■ DOCUMENT PASSAGE ■
Pose-Guided Pseudo-Supervision: ViTPose is used to extract keypoints as privileged information during training. → A square window is defined for each keypoint (sized proportionally to the individual bounding box: $s_i = \alpha \cdot \max(w_i, h_i)$), yielding binary masks $M_i^p$. → An MSE loss constrains part query attention maps to align with the corresponding masks: $\mathcal{L}_{\text{part}} = \frac{1}{N_I P} \sum_{i,p} \|A_i^p - M_i^p\|_2^2$. → 13 keypoints are used (excluding 4 facial keypoints to avoid spatial overlap).
Bottom-Up Group Reasoning: The group decoder uses learnable group queries that attend jointly to image features and part-aware individual embeddings. → It outputs group bounding box coordinates and multi-label interaction classification scores. → In contrast to prior methods that predict group boxes directly from group queries, the proposed approach has group queries aggregate information from relevant individuals to infer group composition.
Similarity-Based Association: A similarity matrix is computed between group and individual embeddings: $\mathbf{S} = \text{MLP}(\mathbf{E}_G) \cdot \text{MLP}(\mathbf{E}_I)^T$. → For each group, the individuals with the highest similarity scores are selected as members. → Association is trained with a BCE loss: $\mathcal{L}_{\text{assn}}$. → This design allows the number of individual and group queries to differ, unlike prior methods that require them to be equal.

■ MATERIAL PROVIDED ■
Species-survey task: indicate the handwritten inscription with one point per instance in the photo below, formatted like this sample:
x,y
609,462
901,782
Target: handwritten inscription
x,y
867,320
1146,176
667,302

■ JOBS ■
• a. In the group-detection method passage, how many keypoints are used for pose-guided pseudo-supervision?
• b. Resume the group-detection method passage after its final sentence, keeping its style.

■ RESULTS OF THE EXERCISE ■
• a. 13 keypoints, leaving out the 4 facial keypoints to avoid spatial overlap.

• b.
Loss & Training¶

The total loss is a weighted sum of five terms: $$\mathcal{L} = \lambda_i \mathcal{L}_{\text{ind}} + \lambda_c \mathcal{L}_{\text{cls}} + \lambda_l \mathcal{L}_{\text{loc}} + \lambda_p \mathcal{L}_{\text{part}} + \lambda_a \mathcal{L}_{\text{assn}}$$

$\mathcal{L}_{\text{ind}}$: Individual objectness, using Focal Loss
$\mathcal{L}_{\text{cls}}$: Multi-label interaction classification, using Asymmetric Loss (ASL)
$\mathcal{L}_{\text{loc}}$: Bounding box localization, $\ell_1$ + GIoU
$\mathcal{L}_{\text{part}}$: Part attention supervision, MSE
$\mathcal{L}_{\text{assn}}$: Group–individual association, BCE
Hungarian matching is used for prediction-to-ground-truth assignment.

Key Experimental Results¶

Main Results (NVI Dataset)¶

Method	val mR@25	val mR@50	val mR@100	val AR	test AR
m-QPIC	56.89	69.52	78.36	68.26	70.32
m-CDN	55.57	71.06	78.81	68.48	71.52
m-GEN-VLKT	50.59	70.87	80.08	67.18	71.72
NVI-DEHR	54.85	73.42	85.33	71.20	74.67
Ours	59.43	76.62	87.43	74.49	78.52

Café Dataset¶

Method	Group mAP₁.₀ (view)	Group mAP₀.₅ (view)	Outlier mIoU (view)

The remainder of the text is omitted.